• Location annotation dataset excerpts
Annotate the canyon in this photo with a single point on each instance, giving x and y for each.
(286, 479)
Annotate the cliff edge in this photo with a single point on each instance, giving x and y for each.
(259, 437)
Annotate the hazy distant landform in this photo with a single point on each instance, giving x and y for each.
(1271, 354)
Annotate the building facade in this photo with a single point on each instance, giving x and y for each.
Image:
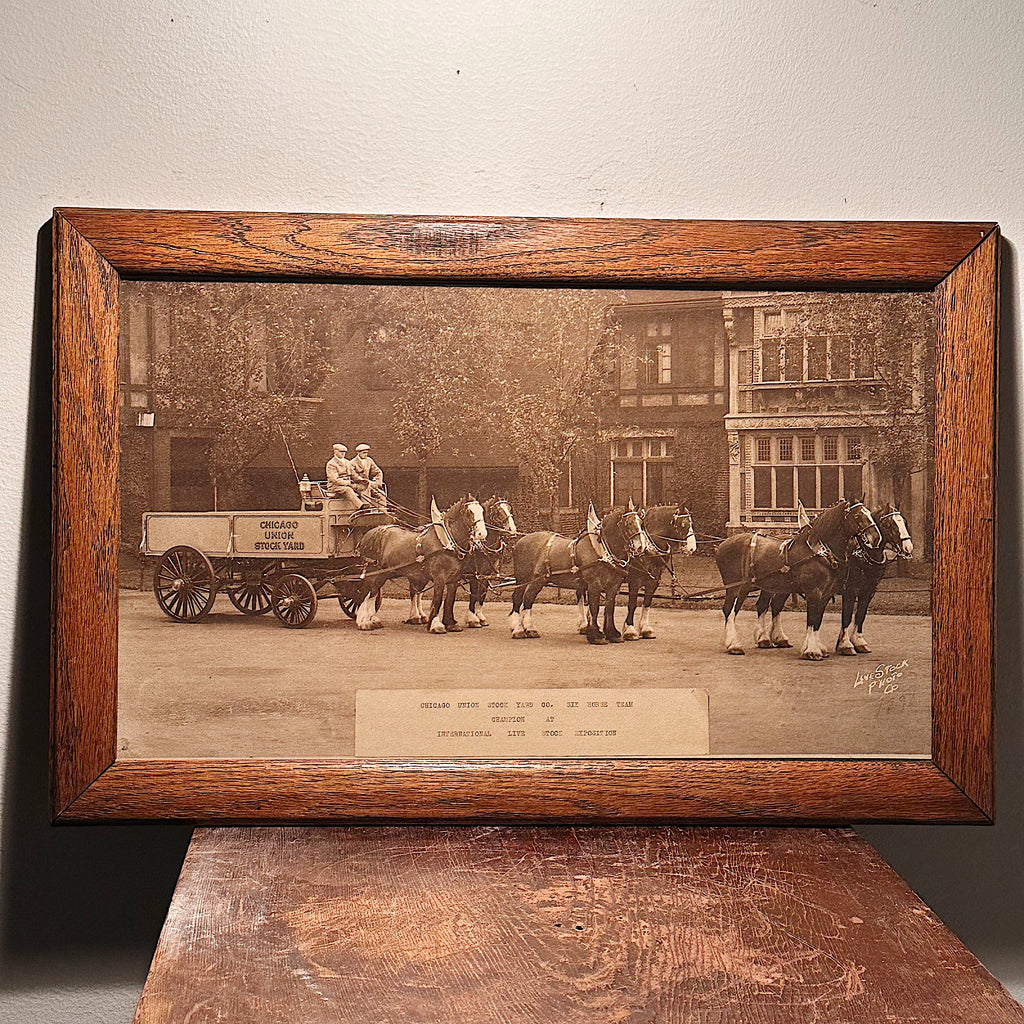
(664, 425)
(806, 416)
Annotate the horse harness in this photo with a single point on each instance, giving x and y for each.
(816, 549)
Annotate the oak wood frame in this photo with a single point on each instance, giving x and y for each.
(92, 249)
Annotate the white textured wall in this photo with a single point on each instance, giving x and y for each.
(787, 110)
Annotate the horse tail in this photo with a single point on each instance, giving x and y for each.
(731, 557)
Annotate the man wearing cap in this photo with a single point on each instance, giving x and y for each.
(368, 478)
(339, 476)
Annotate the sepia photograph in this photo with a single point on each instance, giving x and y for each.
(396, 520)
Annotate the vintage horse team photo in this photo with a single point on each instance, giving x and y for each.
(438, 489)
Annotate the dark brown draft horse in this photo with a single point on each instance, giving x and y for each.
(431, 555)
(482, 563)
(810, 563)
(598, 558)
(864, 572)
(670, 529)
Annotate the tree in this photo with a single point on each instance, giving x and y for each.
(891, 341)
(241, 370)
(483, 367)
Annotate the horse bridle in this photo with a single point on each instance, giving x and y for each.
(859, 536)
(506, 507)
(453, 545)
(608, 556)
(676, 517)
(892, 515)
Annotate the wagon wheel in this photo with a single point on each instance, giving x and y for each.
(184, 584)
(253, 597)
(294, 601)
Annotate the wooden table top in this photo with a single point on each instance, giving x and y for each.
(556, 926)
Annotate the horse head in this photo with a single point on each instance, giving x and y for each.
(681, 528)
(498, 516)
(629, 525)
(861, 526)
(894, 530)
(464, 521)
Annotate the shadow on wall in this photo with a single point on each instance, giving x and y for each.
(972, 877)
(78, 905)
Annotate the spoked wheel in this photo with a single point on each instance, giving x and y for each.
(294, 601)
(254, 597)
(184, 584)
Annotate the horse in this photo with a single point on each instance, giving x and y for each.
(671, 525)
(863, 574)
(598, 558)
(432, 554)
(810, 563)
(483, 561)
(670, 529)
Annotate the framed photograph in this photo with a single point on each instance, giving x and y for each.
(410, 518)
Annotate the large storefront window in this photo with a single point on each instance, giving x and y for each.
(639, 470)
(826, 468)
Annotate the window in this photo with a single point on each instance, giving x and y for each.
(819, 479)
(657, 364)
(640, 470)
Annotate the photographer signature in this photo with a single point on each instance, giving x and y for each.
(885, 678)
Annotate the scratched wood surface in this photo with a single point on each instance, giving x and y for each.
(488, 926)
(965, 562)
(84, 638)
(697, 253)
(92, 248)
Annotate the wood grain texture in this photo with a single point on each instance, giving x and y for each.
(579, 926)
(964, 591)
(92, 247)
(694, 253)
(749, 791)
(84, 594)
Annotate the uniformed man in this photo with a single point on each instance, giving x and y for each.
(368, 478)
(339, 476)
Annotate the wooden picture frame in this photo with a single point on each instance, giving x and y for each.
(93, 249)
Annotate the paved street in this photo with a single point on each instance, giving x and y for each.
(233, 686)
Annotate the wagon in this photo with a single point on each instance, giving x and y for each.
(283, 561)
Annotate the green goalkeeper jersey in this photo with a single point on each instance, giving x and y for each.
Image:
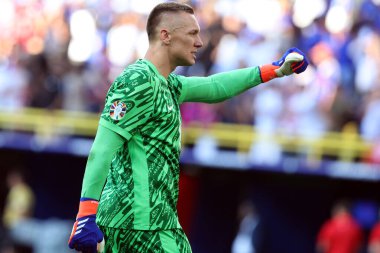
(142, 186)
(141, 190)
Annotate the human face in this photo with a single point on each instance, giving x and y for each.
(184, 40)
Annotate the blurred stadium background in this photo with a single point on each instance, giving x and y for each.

• Aim
Reproduce all of the entries above word for word, leaving out the pictures.

• Written solution
Annotate the canyon in this photo with a single point on each instance, giving x and y for each.
(286, 479)
Annotate the cliff edge in this photo with a single point on each instance, giving x and y for each.
(259, 437)
Annotate the hazy distant landform in this photo with a single point on each instance, giving x and y for each.
(1271, 354)
Annotate the building facade in this photo with a single point on each instance, giving x and y for each.
Image:
(664, 425)
(806, 416)
Annotate the horse harness in this photo with a single point on each instance, giving x and y for each.
(816, 549)
Annotate the oak wood frame in this photo with a single point on each instance, giving x and y for each.
(92, 249)
Annotate the white textured wall in this photo with a single point on each instance, giving x and y for each.
(787, 110)
Annotate the horse tail in this photo with a single point on each instance, giving x and y for each.
(731, 557)
Annotate the man wearing cap in this photo with a single point on each instance, giving x and y for each.
(368, 478)
(339, 476)
Annotate the sepia photograph in this photo with a single point on each instance, giving x and y for each.
(396, 520)
Annotate the vintage horse team photo in this photo with a single point on each instance, giving x and y for each.
(438, 489)
Annotate the dark brown draft horse in this photo with a single point on each instance, giving x and y for each.
(431, 555)
(482, 563)
(810, 563)
(598, 558)
(864, 572)
(670, 529)
Annotate the tree in this photo with a single point on each instance, giving x and y for each.
(891, 341)
(241, 370)
(483, 367)
Annotate the horse bridle in this photo with a single point on each instance, giving x and y for each.
(859, 536)
(506, 507)
(453, 545)
(608, 556)
(676, 517)
(892, 515)
Annotate the wagon wheel in this photo with a single point on each instance, giving x and y for each.
(184, 584)
(253, 597)
(294, 601)
Annotate the wooden table top in this photo with a single point on each instance, giving x and y for each.
(556, 926)
Annotate the horse head in this photo with a single point on each instance, giving x and y for each.
(681, 528)
(498, 516)
(629, 525)
(861, 526)
(894, 530)
(464, 521)
Annotate the shadow on wall in this photo with a single point on each instance, giving x and y for each.
(972, 877)
(78, 905)
Annotate the spoked wheel in this photo with a single point on each instance, giving x and y for each.
(294, 601)
(254, 597)
(184, 584)
Annotate the horse in this photo with a single point on each instance, giving x and y for each.
(671, 525)
(863, 574)
(598, 558)
(432, 554)
(810, 563)
(483, 561)
(670, 529)
Annotate the framed photograph in this photo with a single point on each instance, giving x and y for each.
(410, 518)
Annotate the large storefront window in this photo with a single point on each instance, giving x and y for each.
(639, 470)
(826, 468)
Annotate the window in this photo with a single point on each instance, giving x and y for each.
(819, 479)
(657, 364)
(640, 470)
Annotate the photographer signature in this photo with a single point on each instance, giving x and y for each.
(885, 678)
Annotate the scratched wood surface in this photo with a single point on each instance, giving x and y for each.
(488, 926)
(965, 562)
(84, 638)
(697, 253)
(92, 248)
Annotate the wood grain texture in this photo with a single point on each instance, giving x and y for each.
(579, 926)
(964, 591)
(92, 247)
(694, 253)
(749, 791)
(84, 594)
Annotate the uniformed man in this photo with a single point on each instance, giving x and y for each.
(368, 478)
(339, 476)
Annotate the wooden picture frame in this photo with a single point on each instance, giving x and y for each.
(93, 249)
Annotate the paved street in this photo with a single point on each instance, giving x and y for each.
(233, 686)
Annotate the wagon in this photo with a single point on each instance, giving x and y for each.
(283, 561)
Annotate the green goalkeeper jersey in this photo with a single point on each instance, giving x and y for each.
Image:
(142, 186)
(141, 190)
Annotate the human face in this photo with a single point on each instance, giving x and y for each.
(184, 40)
Annotate the blurred stadium background in this photo with a single point on each instance, giving x and y for each.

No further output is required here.